INPUT ROWS:
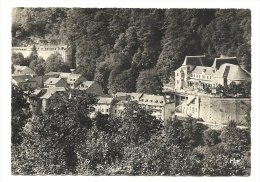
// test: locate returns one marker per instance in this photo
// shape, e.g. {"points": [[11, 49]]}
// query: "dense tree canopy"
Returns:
{"points": [[136, 39]]}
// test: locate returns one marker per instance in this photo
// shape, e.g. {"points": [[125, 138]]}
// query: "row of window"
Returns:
{"points": [[201, 76], [191, 109], [156, 101]]}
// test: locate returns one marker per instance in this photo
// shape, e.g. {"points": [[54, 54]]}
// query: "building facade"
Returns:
{"points": [[23, 81], [55, 82], [195, 74]]}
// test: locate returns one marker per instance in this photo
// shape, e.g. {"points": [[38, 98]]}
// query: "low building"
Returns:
{"points": [[23, 70], [74, 80], [162, 109], [118, 105], [48, 94], [104, 105], [55, 82], [24, 81], [91, 87], [133, 96]]}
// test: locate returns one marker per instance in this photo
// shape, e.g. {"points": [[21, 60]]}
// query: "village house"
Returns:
{"points": [[91, 87], [104, 105], [196, 74], [133, 96], [23, 70], [46, 50], [74, 80], [55, 82], [118, 105], [161, 109], [23, 81], [48, 94]]}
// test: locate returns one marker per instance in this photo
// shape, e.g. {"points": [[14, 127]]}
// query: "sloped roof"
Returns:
{"points": [[72, 78], [23, 78], [195, 60], [53, 73], [64, 75], [232, 72], [23, 70], [200, 69], [179, 70], [20, 68], [134, 96], [88, 83], [156, 100], [105, 100], [222, 60], [50, 91], [52, 81]]}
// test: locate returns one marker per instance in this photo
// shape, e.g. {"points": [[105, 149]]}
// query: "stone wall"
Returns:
{"points": [[222, 110]]}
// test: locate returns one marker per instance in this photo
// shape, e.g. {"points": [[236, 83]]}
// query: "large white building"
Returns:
{"points": [[46, 51], [195, 73]]}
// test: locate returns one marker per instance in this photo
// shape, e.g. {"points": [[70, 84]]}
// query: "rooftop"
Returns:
{"points": [[195, 60], [134, 96], [104, 100], [23, 78], [52, 81], [156, 100], [72, 78], [222, 60], [200, 69], [50, 91], [233, 72]]}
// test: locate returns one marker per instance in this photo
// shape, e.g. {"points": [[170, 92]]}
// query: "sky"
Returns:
{"points": [[5, 84]]}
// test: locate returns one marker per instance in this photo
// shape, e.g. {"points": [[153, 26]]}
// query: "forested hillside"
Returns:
{"points": [[113, 46]]}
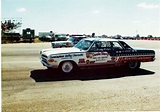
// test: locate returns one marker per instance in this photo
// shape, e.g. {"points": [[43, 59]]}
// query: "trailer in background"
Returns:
{"points": [[28, 35]]}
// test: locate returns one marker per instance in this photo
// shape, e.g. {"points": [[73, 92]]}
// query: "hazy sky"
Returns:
{"points": [[110, 17]]}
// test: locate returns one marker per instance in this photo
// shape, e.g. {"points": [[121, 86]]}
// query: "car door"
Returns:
{"points": [[98, 54]]}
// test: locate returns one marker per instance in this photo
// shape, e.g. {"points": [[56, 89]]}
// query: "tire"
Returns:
{"points": [[134, 65], [67, 67]]}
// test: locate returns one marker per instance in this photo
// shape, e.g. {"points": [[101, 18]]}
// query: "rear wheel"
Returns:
{"points": [[134, 65]]}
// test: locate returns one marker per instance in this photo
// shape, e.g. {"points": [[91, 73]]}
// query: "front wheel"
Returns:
{"points": [[67, 67], [134, 65]]}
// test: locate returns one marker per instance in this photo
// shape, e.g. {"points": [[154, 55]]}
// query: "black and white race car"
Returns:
{"points": [[95, 52]]}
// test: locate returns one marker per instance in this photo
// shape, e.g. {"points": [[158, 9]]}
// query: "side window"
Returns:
{"points": [[116, 46], [96, 46]]}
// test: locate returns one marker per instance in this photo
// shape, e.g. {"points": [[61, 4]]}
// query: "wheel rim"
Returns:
{"points": [[67, 67], [133, 64]]}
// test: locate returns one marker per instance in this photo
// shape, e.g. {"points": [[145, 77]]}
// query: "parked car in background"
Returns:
{"points": [[72, 40], [95, 52]]}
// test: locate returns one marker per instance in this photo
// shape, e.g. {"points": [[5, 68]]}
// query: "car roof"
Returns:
{"points": [[101, 39]]}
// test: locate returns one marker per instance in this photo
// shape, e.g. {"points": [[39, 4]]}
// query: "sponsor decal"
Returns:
{"points": [[64, 56], [81, 61]]}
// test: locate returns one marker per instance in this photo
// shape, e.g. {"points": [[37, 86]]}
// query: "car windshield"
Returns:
{"points": [[83, 44], [71, 39]]}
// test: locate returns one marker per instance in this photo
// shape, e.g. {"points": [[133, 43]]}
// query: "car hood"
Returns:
{"points": [[48, 52], [57, 42]]}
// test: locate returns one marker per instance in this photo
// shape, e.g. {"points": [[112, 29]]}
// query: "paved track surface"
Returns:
{"points": [[28, 86]]}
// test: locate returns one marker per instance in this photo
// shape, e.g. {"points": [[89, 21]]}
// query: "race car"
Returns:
{"points": [[95, 52]]}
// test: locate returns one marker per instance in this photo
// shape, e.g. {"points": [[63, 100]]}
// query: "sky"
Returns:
{"points": [[109, 17]]}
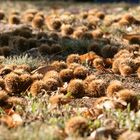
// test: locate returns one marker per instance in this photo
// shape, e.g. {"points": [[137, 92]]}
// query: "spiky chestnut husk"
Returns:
{"points": [[23, 32], [129, 135], [59, 65], [80, 72], [114, 87], [124, 22], [88, 57], [107, 104], [52, 74], [95, 47], [109, 51], [84, 14], [87, 36], [2, 15], [38, 87], [52, 84], [88, 79], [13, 83], [76, 88], [53, 24], [133, 48], [37, 22], [76, 126], [129, 18], [14, 19], [31, 11], [26, 81], [6, 70], [97, 33], [96, 88], [36, 76], [24, 67], [59, 100], [100, 15], [44, 49], [15, 101], [77, 34], [73, 58], [67, 30], [55, 48], [130, 97], [98, 63], [125, 70], [40, 14], [66, 75], [41, 35], [54, 36], [2, 84], [3, 95], [28, 17], [20, 43]]}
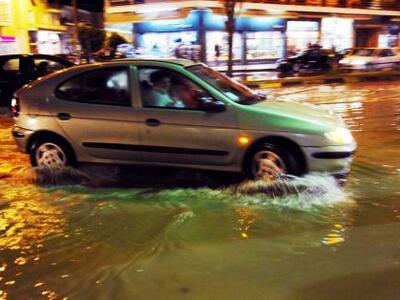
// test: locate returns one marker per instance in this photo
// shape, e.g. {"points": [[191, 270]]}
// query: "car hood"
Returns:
{"points": [[356, 59], [290, 116]]}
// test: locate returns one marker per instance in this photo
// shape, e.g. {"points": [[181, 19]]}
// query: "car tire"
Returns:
{"points": [[269, 162], [369, 67], [51, 153]]}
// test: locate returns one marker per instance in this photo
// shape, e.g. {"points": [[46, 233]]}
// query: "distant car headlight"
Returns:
{"points": [[340, 136], [359, 62]]}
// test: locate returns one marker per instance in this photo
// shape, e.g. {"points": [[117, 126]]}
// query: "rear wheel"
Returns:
{"points": [[268, 162], [51, 153]]}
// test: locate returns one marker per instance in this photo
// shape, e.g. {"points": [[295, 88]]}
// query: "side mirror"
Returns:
{"points": [[212, 105]]}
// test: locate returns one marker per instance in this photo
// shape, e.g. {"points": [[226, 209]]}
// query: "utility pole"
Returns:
{"points": [[75, 35], [230, 28]]}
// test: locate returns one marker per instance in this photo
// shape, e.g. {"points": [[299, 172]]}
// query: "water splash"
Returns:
{"points": [[300, 193]]}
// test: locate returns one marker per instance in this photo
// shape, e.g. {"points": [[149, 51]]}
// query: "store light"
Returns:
{"points": [[155, 9]]}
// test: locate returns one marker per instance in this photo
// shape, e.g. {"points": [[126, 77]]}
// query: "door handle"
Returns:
{"points": [[153, 122], [64, 116]]}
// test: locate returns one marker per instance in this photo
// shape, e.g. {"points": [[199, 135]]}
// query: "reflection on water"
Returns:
{"points": [[88, 235]]}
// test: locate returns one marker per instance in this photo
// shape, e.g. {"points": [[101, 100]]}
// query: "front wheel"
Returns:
{"points": [[51, 153], [269, 162]]}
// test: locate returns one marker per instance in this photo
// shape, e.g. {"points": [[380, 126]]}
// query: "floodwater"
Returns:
{"points": [[78, 236]]}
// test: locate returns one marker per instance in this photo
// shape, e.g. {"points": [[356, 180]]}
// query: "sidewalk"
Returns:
{"points": [[271, 80]]}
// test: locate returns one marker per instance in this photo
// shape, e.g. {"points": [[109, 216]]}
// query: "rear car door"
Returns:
{"points": [[94, 110], [184, 133]]}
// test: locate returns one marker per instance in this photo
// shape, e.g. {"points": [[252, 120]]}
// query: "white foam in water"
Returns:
{"points": [[300, 193]]}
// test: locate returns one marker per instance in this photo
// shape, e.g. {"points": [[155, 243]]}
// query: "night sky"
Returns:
{"points": [[92, 5]]}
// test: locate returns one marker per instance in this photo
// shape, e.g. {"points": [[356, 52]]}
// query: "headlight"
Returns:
{"points": [[340, 136], [359, 62]]}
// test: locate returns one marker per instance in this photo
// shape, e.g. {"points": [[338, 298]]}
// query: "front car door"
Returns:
{"points": [[95, 111], [175, 129]]}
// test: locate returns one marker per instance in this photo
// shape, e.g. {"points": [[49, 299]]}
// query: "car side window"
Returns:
{"points": [[164, 88], [11, 65], [105, 86]]}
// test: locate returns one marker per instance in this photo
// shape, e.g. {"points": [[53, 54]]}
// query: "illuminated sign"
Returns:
{"points": [[7, 39]]}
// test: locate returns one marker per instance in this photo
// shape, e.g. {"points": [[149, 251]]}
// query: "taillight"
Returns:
{"points": [[15, 107]]}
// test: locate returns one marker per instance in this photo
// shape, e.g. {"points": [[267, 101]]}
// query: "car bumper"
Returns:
{"points": [[334, 160], [21, 137]]}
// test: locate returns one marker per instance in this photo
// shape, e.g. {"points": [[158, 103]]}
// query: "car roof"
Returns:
{"points": [[181, 62]]}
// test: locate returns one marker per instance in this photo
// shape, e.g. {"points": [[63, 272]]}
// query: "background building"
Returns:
{"points": [[84, 17], [265, 30], [30, 26]]}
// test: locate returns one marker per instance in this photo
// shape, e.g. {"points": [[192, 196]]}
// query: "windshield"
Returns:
{"points": [[363, 52], [234, 90]]}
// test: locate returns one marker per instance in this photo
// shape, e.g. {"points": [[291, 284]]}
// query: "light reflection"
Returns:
{"points": [[335, 236], [246, 217]]}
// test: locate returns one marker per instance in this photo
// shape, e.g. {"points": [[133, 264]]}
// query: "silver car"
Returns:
{"points": [[174, 113]]}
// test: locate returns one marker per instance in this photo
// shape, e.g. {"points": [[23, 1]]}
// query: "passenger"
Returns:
{"points": [[159, 95]]}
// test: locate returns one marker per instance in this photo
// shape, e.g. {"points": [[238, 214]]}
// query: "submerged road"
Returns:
{"points": [[137, 241]]}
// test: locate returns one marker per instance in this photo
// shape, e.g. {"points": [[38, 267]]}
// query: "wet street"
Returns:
{"points": [[136, 240]]}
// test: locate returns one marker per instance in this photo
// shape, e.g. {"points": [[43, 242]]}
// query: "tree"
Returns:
{"points": [[115, 39], [229, 6], [91, 39]]}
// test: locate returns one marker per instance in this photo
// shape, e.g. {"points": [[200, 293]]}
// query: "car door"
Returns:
{"points": [[94, 109], [183, 133]]}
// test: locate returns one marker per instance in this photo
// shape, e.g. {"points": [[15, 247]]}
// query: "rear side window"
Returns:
{"points": [[105, 86]]}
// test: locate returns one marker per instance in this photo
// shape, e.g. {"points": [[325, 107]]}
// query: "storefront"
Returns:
{"points": [[332, 38], [8, 44], [256, 38], [45, 42]]}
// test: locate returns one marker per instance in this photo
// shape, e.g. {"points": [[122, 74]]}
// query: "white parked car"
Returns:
{"points": [[369, 59]]}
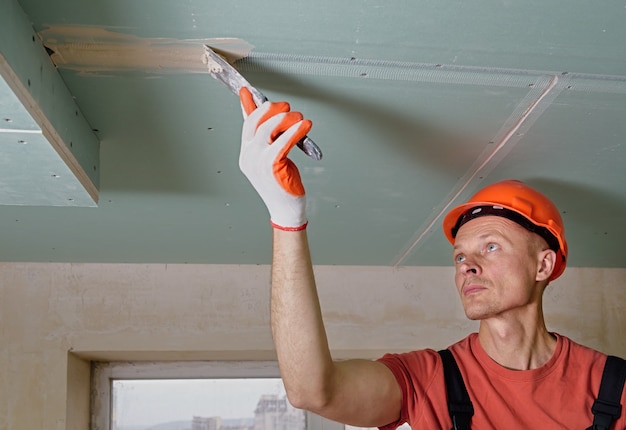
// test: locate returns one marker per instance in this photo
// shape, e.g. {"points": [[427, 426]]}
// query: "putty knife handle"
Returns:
{"points": [[307, 145]]}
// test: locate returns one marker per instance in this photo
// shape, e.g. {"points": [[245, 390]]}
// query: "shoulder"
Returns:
{"points": [[421, 365]]}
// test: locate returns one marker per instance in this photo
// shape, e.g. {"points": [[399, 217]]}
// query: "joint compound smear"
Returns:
{"points": [[212, 65], [89, 50]]}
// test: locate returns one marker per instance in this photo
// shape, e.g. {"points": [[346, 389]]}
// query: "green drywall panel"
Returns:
{"points": [[408, 100], [63, 172]]}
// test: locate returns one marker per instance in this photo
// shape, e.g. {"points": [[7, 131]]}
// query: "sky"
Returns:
{"points": [[150, 402]]}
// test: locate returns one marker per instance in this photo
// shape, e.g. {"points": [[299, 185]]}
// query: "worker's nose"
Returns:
{"points": [[470, 267]]}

AIM OF THE TASK:
Please show every line of the records that contains the word "reflection".

SOLVED PROBLEM:
// query: "reflection on water"
// query: "light reflection"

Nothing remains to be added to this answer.